# SET PROBLEM:
Everything from the line containing "the white ceiling." to the final line of the records below should be given again exactly, and nothing else.

** begin SUPPLIED MATERIAL **

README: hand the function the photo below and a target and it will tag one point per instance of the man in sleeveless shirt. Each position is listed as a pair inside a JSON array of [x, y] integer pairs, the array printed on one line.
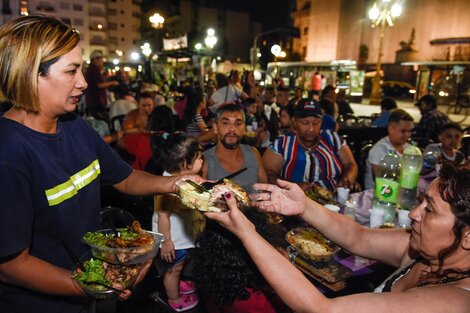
[[309, 155], [229, 155]]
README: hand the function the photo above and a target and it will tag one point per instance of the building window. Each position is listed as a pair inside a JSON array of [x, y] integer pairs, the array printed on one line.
[[64, 6], [113, 40], [66, 20]]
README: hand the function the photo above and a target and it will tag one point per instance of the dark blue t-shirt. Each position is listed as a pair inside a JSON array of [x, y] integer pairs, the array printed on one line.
[[50, 191]]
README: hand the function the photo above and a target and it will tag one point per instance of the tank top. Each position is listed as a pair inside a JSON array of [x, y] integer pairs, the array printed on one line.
[[245, 179]]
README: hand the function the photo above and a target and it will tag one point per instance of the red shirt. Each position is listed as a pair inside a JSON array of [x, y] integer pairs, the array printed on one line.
[[139, 146]]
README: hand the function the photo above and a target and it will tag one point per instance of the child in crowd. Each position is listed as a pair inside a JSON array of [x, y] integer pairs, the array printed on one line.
[[178, 154], [250, 108]]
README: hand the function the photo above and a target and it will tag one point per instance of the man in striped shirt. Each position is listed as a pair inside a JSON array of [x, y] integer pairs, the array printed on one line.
[[310, 155]]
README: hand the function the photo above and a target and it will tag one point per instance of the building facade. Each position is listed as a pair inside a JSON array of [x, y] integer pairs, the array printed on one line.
[[339, 29], [104, 25]]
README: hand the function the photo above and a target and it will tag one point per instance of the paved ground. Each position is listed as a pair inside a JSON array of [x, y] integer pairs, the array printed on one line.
[[365, 108]]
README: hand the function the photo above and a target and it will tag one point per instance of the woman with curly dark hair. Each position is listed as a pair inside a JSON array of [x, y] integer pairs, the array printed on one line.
[[433, 257], [226, 277]]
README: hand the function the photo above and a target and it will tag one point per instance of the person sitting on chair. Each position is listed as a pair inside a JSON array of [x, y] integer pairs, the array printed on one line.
[[400, 127], [226, 278]]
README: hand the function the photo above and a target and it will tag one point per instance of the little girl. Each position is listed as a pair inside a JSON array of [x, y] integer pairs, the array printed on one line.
[[178, 154]]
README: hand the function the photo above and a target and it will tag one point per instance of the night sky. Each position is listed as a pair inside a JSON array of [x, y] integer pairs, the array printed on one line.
[[270, 13]]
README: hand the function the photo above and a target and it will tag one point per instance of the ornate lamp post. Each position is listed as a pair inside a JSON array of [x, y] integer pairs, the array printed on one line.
[[277, 51], [156, 20], [210, 39], [382, 14]]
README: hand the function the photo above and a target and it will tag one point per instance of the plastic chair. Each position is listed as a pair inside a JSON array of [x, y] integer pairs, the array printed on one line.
[[115, 217], [161, 301], [116, 122], [363, 155]]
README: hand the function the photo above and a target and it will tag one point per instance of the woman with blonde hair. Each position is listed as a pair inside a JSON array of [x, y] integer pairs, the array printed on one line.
[[52, 165]]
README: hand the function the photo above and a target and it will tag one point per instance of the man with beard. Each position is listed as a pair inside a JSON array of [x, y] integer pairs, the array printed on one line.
[[431, 120], [229, 155], [309, 155]]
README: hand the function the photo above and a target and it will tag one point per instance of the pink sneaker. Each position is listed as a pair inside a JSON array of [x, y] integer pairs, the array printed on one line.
[[185, 303], [187, 287]]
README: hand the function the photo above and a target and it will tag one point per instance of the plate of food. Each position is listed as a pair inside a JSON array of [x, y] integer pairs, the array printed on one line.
[[312, 245], [211, 200], [101, 279], [125, 246]]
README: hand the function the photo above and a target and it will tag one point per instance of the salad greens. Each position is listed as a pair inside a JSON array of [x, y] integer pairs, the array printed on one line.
[[94, 273], [101, 239]]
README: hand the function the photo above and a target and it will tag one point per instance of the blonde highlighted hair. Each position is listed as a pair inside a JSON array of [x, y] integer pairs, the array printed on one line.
[[29, 45]]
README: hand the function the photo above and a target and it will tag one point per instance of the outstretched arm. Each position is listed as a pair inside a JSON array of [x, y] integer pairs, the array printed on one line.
[[142, 183], [388, 246], [301, 296]]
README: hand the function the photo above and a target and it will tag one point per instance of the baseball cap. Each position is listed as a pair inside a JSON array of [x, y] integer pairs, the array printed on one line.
[[306, 108], [96, 54]]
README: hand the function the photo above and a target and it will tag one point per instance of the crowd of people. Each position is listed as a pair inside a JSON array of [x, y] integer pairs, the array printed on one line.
[[54, 162]]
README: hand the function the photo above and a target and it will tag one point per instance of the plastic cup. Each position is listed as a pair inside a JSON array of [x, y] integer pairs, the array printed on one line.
[[404, 221], [376, 217], [342, 195], [332, 207]]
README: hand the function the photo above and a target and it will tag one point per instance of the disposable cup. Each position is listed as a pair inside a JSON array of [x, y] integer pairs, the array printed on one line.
[[376, 217], [404, 220], [342, 195], [332, 207]]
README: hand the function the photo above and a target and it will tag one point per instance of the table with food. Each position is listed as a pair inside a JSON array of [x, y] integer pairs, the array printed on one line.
[[317, 257]]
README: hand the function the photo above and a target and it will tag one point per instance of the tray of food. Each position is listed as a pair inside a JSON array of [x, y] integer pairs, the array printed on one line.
[[312, 245], [125, 246], [211, 200], [101, 279], [321, 195]]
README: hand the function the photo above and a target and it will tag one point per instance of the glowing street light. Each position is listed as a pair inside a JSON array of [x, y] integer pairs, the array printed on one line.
[[146, 50], [135, 56], [383, 13], [156, 20], [276, 50], [210, 39]]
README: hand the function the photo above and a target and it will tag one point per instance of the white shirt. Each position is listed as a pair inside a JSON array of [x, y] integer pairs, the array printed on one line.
[[376, 153], [181, 226], [227, 94]]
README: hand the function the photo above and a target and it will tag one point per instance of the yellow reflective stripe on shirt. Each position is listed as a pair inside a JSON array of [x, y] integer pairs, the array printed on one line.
[[76, 182], [87, 175]]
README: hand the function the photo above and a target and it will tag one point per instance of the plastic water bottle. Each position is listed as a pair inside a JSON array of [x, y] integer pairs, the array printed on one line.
[[411, 164], [386, 186]]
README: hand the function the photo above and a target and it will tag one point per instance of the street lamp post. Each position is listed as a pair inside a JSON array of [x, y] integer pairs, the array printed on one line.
[[157, 20], [382, 14], [147, 51]]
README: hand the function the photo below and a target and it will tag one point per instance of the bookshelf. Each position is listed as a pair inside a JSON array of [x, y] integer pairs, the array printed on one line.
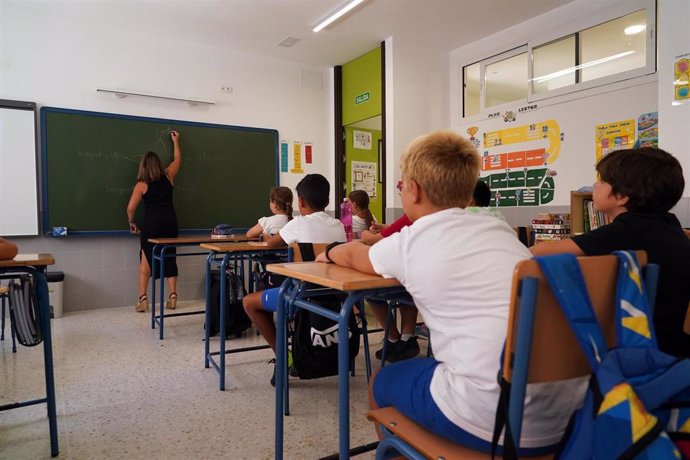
[[577, 215]]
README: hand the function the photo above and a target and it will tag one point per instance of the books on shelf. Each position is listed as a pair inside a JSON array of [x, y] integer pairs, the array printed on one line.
[[551, 227]]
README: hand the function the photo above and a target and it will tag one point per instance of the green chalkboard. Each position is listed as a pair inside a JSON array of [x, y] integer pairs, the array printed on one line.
[[90, 161]]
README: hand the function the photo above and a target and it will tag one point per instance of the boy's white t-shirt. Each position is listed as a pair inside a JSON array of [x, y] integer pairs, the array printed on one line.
[[317, 227], [272, 224], [458, 267]]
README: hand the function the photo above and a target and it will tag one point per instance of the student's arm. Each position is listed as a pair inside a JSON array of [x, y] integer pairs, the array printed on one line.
[[351, 255], [174, 167], [255, 231], [8, 250], [556, 247], [276, 241], [137, 194], [370, 238]]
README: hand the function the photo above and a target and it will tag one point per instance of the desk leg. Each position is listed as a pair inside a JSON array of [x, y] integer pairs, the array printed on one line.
[[207, 316], [43, 300], [281, 365], [153, 287], [161, 278], [221, 316]]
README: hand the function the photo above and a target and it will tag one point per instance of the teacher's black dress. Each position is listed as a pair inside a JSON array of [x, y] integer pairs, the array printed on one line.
[[160, 221]]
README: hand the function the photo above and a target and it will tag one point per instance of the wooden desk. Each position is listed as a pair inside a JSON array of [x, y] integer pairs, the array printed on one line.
[[166, 247], [293, 295], [237, 252], [34, 264]]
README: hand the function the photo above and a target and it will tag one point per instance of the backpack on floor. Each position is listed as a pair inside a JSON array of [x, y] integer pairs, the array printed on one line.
[[315, 340], [24, 311], [638, 401]]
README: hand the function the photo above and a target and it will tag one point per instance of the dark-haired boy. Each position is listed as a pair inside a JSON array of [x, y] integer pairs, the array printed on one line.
[[637, 189], [313, 225]]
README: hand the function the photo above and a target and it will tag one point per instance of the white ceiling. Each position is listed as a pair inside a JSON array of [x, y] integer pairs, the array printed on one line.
[[257, 26]]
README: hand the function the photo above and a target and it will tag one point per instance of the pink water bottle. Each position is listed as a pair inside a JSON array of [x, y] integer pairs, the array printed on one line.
[[346, 217]]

** end SUPPLIED MATERIAL **

# ANSWER TO THE TASK:
README: hand the function the photo above and a target and it will tag one point per instance of the white ceiling. Each position is listed as a pair inside a JSON array of [x, y] integer pairs, the array printed on one line.
[[257, 26]]
README: hand the function the photo above and a target and it will tag one point per instance of the pink water bottle. Each position is listed as a pair inside a JSON array of [x, y] integer pairs, the array printed on one line.
[[346, 217]]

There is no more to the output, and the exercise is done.